[Kc] Book Review: Excel 2003 Programming: A Developer's Notebook

Garrett Goebel garrett at scriptpro.com
Mon Dec 13 13:52:46 CST 2004


Reviewer: Joel Walk
Title: Excel 2003 Programming:  A Developer`s Notebook 
Author: Jeff Webb
Publisher: O'Reilly
Published: August 2004 (First Edition)
ISBN: 0596007671
Pages: 312
Price: $29.95 US
Rating: 2 out of 5 highlighters

> There is a lot to be said for ambition and humor in presenting resource
> and reference material that is of a technical nature.  Excel 2003 is a
> continuation of the progressive improvements in power and flexibility of
> this de facto numerical analysis package with features that make multiple
> user access available.  We have all had our share of academic instruction
> where either the book was the resource used, or the presentation condensed
> notes of the presentor.  Getting inside the "mind" of either (material or
> lecturer) was the focus of our efforts in understanding the material.  
> 
> It has been this reviewer`s experience to work with developing predictive
> "what if" tools using spreadsheets since the SuperCalc days of the 1980`s,
> programming in macros and VBA as the calculative power grew.  The
> presentation of the material in Excel 2003 Programming is described in the
> preface as trying to glean the best tools and methods to implement
> solutions to common applications, as if one were able to observe and query
> an uber-coder as they engineered and developed a solution to a typical
> requirement.  There is a bold statement (paraphrased) "this series (of
> which the book under review was grouped with) says that the assumption
> (the inability to capture a coder`s mind on a piece of paper) is patently
> wrong" in the preface that is misleading given the examples that are used
> and the coverage of material.

WORK TO COMPLETE>
1 – What rating does the book review give the book?
2 – Which people does the book review name?
3 – Write the next few sentences of the Excel 2003 book review, picking up after its final line.

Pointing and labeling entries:
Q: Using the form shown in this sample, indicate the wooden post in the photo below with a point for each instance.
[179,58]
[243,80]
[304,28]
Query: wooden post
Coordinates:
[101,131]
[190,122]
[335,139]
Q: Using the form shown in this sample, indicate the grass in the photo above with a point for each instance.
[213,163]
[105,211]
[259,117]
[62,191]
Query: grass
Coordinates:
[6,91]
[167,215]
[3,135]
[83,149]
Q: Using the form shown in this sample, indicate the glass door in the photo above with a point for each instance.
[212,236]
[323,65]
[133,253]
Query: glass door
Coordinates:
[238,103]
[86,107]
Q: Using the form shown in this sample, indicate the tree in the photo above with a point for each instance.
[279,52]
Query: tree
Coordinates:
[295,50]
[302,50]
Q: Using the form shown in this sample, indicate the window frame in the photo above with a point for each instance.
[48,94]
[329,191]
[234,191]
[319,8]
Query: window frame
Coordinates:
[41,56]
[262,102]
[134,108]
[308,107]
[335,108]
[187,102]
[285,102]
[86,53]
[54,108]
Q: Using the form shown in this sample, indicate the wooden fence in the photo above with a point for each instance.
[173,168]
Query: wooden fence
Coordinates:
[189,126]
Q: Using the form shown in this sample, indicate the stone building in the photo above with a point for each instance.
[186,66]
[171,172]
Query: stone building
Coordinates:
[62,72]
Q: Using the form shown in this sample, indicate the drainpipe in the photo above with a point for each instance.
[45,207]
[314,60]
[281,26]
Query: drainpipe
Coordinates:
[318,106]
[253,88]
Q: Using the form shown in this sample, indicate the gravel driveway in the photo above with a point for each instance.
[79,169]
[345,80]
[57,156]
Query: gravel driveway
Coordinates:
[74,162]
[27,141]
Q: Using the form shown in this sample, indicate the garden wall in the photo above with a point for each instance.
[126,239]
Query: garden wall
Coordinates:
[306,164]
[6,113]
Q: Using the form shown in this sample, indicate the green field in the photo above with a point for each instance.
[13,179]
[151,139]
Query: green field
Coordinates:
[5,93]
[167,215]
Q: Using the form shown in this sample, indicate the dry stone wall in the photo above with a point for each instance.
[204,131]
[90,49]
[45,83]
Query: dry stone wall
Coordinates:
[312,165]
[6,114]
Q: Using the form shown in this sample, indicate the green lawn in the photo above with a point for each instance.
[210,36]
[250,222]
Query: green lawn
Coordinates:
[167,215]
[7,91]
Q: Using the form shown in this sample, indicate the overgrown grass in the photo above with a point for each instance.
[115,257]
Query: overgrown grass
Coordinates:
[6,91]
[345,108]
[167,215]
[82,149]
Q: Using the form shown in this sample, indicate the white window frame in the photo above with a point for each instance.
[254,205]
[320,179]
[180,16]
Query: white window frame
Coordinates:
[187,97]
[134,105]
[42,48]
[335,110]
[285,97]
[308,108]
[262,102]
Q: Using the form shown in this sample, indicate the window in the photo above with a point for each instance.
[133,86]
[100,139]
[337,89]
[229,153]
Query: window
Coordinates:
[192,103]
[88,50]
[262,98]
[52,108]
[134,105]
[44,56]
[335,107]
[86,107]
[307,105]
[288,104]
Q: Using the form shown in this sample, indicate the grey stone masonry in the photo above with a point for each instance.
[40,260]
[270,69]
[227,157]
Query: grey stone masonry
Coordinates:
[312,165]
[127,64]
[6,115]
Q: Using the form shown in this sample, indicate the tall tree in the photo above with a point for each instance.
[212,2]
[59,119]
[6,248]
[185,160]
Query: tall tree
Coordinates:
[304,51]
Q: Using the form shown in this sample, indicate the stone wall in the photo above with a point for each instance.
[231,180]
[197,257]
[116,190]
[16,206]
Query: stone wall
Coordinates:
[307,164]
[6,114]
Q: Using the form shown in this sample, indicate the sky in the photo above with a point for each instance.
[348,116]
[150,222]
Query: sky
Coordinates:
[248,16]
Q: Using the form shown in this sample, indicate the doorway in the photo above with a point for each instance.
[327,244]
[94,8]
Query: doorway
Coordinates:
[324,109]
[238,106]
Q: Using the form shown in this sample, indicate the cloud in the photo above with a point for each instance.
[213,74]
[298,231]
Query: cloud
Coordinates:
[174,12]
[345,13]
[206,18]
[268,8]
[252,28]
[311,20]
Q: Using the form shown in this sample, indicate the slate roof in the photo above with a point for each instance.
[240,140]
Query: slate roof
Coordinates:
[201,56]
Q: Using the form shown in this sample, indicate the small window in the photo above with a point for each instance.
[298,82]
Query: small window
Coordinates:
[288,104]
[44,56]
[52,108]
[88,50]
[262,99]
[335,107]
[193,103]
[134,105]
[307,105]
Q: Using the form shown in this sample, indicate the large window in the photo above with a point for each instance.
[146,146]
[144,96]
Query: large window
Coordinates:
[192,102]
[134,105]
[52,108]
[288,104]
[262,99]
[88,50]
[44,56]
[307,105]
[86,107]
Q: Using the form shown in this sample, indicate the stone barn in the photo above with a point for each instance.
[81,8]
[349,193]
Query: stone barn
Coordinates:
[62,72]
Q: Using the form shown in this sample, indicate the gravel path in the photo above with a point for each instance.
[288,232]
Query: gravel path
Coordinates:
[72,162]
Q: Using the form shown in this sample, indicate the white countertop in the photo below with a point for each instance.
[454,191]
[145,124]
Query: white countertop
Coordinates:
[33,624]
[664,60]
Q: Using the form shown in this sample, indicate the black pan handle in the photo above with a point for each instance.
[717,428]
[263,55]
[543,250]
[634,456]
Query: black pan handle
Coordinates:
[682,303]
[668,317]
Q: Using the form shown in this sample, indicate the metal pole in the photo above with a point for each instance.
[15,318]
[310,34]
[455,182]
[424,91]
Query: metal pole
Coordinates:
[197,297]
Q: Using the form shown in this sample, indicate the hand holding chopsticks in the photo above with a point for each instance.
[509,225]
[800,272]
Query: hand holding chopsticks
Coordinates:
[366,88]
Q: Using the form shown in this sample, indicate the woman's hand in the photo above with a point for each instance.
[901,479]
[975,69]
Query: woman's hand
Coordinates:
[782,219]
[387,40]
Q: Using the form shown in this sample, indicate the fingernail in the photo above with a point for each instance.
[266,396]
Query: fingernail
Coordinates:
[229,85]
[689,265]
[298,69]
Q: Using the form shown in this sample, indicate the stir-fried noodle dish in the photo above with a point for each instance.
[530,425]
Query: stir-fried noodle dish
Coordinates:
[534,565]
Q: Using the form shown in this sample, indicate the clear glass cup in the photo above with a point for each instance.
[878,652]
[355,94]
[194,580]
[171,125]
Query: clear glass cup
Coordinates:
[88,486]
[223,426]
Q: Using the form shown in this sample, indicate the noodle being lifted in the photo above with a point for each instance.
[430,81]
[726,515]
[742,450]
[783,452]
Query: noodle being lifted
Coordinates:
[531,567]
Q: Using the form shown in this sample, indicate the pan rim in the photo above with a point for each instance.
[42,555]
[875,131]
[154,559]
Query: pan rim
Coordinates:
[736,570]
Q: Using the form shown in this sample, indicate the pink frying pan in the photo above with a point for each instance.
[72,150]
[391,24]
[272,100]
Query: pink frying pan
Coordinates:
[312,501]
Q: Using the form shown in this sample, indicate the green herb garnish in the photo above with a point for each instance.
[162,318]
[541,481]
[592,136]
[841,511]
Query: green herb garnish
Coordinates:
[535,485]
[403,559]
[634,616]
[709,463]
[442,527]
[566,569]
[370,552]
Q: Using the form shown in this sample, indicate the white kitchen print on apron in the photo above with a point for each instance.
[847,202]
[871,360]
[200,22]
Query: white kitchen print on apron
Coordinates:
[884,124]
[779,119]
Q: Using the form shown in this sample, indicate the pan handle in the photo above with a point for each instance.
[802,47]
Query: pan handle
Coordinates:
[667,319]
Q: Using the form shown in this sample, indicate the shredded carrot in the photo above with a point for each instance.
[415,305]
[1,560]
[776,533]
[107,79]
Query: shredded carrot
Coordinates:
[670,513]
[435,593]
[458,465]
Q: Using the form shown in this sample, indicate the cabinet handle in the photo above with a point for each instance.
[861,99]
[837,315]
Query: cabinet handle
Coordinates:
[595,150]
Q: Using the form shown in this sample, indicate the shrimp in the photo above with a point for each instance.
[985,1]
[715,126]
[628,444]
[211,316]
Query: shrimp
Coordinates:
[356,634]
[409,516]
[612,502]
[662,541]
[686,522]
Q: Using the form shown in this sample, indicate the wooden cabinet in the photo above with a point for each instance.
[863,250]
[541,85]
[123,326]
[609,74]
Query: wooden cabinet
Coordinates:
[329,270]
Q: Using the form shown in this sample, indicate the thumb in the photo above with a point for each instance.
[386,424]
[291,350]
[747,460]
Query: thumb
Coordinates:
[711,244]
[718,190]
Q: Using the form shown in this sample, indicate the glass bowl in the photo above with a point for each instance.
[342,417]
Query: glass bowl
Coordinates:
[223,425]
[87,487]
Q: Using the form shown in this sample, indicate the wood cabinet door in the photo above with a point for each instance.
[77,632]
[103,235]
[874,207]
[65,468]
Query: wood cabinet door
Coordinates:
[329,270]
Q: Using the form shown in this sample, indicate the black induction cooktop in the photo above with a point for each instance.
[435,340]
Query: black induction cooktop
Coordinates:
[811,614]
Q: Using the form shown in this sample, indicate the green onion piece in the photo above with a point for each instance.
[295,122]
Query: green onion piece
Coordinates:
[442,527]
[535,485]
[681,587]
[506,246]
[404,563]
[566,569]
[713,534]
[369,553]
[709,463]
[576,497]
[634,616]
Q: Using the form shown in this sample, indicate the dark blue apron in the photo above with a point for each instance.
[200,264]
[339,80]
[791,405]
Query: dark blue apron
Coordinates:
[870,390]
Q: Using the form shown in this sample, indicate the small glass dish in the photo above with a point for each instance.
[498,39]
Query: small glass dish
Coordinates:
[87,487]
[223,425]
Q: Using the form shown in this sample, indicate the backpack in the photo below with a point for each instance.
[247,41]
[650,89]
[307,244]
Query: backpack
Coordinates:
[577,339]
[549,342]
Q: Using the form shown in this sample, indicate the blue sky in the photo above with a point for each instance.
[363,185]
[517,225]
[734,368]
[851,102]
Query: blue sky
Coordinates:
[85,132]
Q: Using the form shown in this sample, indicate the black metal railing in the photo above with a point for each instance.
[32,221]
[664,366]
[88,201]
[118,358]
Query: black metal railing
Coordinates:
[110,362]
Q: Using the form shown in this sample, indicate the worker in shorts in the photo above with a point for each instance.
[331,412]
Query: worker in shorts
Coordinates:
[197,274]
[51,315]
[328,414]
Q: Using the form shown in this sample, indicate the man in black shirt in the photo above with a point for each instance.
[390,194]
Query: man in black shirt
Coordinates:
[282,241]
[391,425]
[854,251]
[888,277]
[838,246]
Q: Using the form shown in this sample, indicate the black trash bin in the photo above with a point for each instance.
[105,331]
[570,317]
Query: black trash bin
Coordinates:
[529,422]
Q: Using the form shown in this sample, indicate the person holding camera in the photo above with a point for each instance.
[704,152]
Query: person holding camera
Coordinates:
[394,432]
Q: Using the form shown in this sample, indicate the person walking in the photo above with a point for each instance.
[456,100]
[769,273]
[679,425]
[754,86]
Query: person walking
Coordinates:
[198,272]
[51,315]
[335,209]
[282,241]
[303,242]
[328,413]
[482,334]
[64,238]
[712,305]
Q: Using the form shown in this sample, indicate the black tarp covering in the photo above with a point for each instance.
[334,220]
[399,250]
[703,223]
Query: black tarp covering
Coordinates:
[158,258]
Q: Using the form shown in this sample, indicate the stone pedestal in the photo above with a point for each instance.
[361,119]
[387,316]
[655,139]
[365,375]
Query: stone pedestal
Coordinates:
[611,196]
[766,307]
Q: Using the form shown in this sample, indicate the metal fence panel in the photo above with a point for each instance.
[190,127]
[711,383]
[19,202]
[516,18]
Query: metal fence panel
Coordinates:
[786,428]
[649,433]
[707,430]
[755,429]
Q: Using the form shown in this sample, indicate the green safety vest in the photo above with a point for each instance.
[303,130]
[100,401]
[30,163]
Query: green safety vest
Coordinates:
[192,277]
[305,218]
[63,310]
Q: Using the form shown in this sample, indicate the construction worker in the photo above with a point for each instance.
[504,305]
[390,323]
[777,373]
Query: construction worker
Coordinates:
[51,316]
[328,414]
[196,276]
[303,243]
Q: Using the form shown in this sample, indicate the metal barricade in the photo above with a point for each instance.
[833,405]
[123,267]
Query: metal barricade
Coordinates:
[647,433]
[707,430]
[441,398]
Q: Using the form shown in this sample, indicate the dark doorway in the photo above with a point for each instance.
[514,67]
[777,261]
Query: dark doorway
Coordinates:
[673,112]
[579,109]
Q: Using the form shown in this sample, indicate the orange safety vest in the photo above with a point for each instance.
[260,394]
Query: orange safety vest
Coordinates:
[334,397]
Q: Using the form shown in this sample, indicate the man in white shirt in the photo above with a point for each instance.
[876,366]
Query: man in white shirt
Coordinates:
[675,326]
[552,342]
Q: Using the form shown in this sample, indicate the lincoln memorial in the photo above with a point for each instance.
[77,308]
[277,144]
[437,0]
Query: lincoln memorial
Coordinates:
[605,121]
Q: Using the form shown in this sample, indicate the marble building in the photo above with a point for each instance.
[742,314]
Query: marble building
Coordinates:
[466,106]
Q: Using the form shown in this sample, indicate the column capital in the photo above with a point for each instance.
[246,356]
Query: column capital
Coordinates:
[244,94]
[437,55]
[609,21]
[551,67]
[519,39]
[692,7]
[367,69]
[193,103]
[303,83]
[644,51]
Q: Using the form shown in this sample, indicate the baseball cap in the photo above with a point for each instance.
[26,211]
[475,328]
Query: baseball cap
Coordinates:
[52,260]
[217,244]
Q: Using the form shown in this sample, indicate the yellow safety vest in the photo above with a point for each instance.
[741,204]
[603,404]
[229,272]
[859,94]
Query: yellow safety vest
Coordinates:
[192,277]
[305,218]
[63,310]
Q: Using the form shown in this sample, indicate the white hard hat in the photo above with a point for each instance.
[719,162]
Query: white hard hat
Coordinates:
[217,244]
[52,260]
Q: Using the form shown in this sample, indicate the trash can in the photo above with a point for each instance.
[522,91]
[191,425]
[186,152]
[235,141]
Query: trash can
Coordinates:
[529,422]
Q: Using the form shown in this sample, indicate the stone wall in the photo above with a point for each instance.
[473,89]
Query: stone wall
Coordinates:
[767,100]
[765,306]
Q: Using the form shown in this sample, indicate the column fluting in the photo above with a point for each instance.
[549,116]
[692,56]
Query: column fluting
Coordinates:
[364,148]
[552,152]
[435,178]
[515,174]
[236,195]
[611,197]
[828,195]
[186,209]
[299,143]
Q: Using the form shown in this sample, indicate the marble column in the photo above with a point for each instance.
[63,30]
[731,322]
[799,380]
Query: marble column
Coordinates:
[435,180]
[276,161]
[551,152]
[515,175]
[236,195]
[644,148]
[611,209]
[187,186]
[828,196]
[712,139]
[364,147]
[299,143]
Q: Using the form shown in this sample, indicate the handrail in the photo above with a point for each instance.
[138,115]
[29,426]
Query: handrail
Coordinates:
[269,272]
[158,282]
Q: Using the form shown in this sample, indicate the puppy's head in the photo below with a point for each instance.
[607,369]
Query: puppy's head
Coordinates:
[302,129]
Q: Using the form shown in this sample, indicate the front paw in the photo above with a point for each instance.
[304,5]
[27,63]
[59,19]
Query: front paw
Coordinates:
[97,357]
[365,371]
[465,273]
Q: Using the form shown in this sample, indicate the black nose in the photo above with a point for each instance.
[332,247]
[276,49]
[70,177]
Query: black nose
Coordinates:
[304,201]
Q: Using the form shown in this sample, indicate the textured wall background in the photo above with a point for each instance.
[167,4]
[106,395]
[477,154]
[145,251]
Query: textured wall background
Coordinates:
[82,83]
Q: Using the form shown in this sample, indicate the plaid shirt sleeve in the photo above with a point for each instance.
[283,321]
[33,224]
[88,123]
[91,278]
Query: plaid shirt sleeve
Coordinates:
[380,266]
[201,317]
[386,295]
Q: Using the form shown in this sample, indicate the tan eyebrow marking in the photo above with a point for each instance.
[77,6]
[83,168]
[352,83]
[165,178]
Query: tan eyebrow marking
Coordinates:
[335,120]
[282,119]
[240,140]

OUTPUTS BY TASK>
1 – 2 out of 5 highlighters

2 – Garrett Goebel, Joel Walk, Jeff Webb

3 –
> 
> At first glance amongst topics of Excel books on a shelf, the title jumps
> out as a general resouce for expanding the power of this tool.  Natural
> progression in the selection process would then involve skimming the table
> of contents, preface, and index, where one would be drawn to purchase the
> book expecting the abilty to acquire general algorithms in cookbook form
> from a wide range of topics.  The material instead quickly focuses in on
> the use of XML and other web-type server level topics such as Sharepoint,
> Infopath and .NET that require administrator access to a network in order
> to complete.  Some points are reached where the author even admits that
> add-ins are necessary including VSTO (Visual Studio Tools for Office) and
> that if access is not available, just follow along for sake of
> understanding the concept.
> 
> Like a majority of developers, it is our nature to try to achieve the
> results that are alluded to in the text we are presented with.  There were
> examples early as page 7 dealing with setup and access to pre-existing
> solutions where not all of the steps are clear.  This approach has
> potential problems when massive amounts of data are involved and the
> configuration settings of Excel can come into the implementation.  There
> are simulated views present in the book that are illustrative of the end
> results the author achieved, but let the reader beware that to try getting
> the same will quickly result in frustration.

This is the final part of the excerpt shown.